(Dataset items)
· · · · · · ·
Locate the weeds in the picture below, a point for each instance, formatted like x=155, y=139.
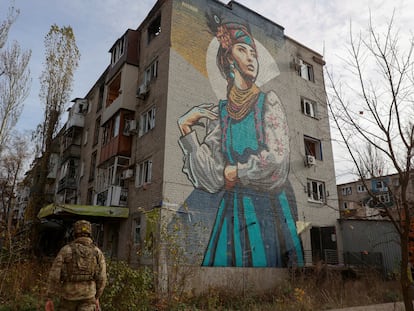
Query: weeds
x=23, y=287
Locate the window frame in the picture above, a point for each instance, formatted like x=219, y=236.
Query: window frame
x=151, y=72
x=306, y=71
x=143, y=174
x=316, y=151
x=147, y=121
x=154, y=29
x=346, y=190
x=320, y=191
x=313, y=108
x=361, y=188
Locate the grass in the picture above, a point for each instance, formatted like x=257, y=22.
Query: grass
x=23, y=286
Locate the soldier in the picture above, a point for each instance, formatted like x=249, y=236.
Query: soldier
x=78, y=273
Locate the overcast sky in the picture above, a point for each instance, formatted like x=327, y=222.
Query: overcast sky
x=322, y=25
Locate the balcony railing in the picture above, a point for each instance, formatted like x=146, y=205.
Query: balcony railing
x=67, y=183
x=113, y=196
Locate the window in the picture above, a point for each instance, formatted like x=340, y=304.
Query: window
x=85, y=137
x=384, y=198
x=89, y=197
x=137, y=233
x=361, y=188
x=116, y=126
x=154, y=28
x=82, y=169
x=308, y=107
x=92, y=167
x=347, y=190
x=147, y=121
x=96, y=131
x=100, y=98
x=143, y=174
x=305, y=71
x=151, y=72
x=313, y=147
x=114, y=89
x=117, y=50
x=316, y=191
x=379, y=185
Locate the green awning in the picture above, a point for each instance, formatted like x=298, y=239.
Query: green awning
x=84, y=210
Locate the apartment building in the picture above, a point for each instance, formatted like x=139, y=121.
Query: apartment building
x=209, y=121
x=355, y=201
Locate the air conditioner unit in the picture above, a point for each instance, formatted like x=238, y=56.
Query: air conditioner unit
x=310, y=160
x=127, y=174
x=142, y=91
x=297, y=63
x=130, y=127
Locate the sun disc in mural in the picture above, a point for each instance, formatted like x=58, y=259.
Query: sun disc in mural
x=243, y=158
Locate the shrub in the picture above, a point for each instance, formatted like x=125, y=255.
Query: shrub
x=127, y=288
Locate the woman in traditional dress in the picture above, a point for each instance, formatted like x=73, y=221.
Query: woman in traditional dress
x=244, y=156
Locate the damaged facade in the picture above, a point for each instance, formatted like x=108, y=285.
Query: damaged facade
x=210, y=127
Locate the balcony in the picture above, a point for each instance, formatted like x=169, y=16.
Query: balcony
x=67, y=183
x=113, y=196
x=72, y=151
x=75, y=120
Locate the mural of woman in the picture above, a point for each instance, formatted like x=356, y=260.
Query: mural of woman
x=245, y=157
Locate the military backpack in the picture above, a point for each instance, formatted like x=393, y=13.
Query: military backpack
x=83, y=264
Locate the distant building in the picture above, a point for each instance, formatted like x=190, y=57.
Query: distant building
x=355, y=201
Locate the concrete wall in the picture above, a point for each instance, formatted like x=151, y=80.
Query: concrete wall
x=365, y=237
x=195, y=190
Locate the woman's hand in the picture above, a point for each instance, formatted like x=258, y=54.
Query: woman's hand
x=193, y=116
x=230, y=176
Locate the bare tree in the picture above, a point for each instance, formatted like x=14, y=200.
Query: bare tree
x=14, y=80
x=375, y=108
x=61, y=60
x=6, y=24
x=12, y=166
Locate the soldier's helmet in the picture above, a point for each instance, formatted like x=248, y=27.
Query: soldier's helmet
x=82, y=227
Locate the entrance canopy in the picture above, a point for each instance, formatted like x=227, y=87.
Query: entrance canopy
x=83, y=210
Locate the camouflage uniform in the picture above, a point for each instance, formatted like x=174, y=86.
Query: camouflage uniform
x=78, y=294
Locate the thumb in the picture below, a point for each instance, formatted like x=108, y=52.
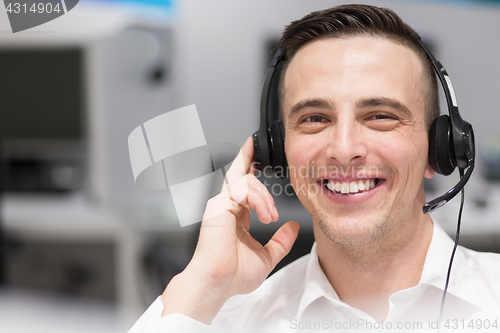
· · · · · · ·
Reproduce the part of the data that opens with the line containing "Locate the distant" and closes with the line containing "x=195, y=190", both lines included, and shift every coordinate in the answers by adding 66 to it. Leave the numbers in the requests and in their format samples as they are.

COMPLETE RESPONSE -
Locate the distant building in the picture above, a point for each instance, formatted like x=190, y=57.
Query: distant building
x=421, y=267
Locate the concrete wall in the picture above, a point for each instance, formatted like x=151, y=80.
Query: concrete wall
x=431, y=303
x=261, y=256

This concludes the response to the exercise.